Point labeling records based on photos
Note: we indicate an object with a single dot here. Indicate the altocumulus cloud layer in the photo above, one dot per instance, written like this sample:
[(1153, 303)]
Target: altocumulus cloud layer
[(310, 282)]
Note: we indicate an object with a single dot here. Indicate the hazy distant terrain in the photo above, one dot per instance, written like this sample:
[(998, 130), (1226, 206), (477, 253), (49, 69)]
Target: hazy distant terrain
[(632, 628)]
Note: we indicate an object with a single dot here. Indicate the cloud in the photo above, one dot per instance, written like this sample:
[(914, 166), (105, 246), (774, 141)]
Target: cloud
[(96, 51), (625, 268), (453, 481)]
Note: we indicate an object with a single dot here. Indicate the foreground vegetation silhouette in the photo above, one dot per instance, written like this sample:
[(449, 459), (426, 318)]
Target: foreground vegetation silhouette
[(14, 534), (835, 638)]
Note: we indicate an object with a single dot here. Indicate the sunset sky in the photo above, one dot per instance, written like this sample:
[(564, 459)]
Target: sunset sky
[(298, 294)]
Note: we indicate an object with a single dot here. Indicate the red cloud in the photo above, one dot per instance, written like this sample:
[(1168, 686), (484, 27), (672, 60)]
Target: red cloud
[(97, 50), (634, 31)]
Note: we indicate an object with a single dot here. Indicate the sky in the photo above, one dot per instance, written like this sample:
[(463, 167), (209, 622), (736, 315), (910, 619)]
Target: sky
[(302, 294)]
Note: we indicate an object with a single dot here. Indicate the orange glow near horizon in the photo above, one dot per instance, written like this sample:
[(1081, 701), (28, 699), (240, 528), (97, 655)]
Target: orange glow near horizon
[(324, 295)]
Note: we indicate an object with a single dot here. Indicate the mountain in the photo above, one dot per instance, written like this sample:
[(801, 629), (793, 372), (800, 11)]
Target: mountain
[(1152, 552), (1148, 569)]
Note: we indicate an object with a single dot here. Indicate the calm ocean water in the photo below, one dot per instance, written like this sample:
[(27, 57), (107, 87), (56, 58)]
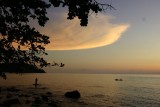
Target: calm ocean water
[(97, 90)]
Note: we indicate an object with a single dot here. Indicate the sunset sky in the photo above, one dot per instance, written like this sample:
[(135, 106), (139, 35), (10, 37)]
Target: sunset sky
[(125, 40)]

--

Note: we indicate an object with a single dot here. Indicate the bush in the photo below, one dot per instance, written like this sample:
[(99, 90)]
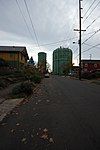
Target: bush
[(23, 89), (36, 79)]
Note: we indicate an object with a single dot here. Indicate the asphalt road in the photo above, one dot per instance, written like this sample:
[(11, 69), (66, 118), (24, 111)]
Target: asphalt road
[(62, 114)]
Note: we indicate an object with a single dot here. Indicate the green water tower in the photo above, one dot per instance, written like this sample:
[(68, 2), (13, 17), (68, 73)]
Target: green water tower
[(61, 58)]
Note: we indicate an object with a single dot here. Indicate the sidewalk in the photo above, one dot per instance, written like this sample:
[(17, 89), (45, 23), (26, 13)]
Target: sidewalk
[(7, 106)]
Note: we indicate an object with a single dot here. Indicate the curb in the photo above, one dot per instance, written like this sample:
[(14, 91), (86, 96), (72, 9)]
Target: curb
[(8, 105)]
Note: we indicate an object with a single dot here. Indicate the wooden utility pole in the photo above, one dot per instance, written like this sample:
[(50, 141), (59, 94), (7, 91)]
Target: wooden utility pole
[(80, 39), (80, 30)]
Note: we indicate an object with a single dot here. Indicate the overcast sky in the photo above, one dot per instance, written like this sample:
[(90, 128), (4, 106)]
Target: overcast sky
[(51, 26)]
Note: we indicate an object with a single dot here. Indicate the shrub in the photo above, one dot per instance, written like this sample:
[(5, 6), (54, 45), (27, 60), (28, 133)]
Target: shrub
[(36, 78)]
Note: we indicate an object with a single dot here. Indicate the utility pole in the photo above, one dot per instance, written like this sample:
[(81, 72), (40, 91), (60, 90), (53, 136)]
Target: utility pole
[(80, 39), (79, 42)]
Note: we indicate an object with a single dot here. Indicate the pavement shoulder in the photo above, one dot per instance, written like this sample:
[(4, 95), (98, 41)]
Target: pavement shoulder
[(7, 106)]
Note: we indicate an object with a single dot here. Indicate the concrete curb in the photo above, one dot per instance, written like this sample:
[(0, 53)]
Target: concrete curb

- [Stated goal]: Starting at the line that contains "Indicate the calm" and ending after the line that contains "[(125, 40)]", rewrite those lines with "sunset sky" swapped for "evening sky" and everything else left unchanged. Leave the pictures out of your answer.

- [Answer to the task]:
Note: we indicate an object with a single dot here. Indicate the calm ocean water in the photo below, one dot per instance, written like this sample:
[(27, 57), (107, 87), (56, 58)]
Target: calm ocean water
[(97, 90)]
Note: we indicate an object with a single dot here. Indicate the evening sky in the photo above, one dot per instance, written like this sample:
[(135, 106), (139, 35), (10, 37)]
Target: evening sky
[(125, 40)]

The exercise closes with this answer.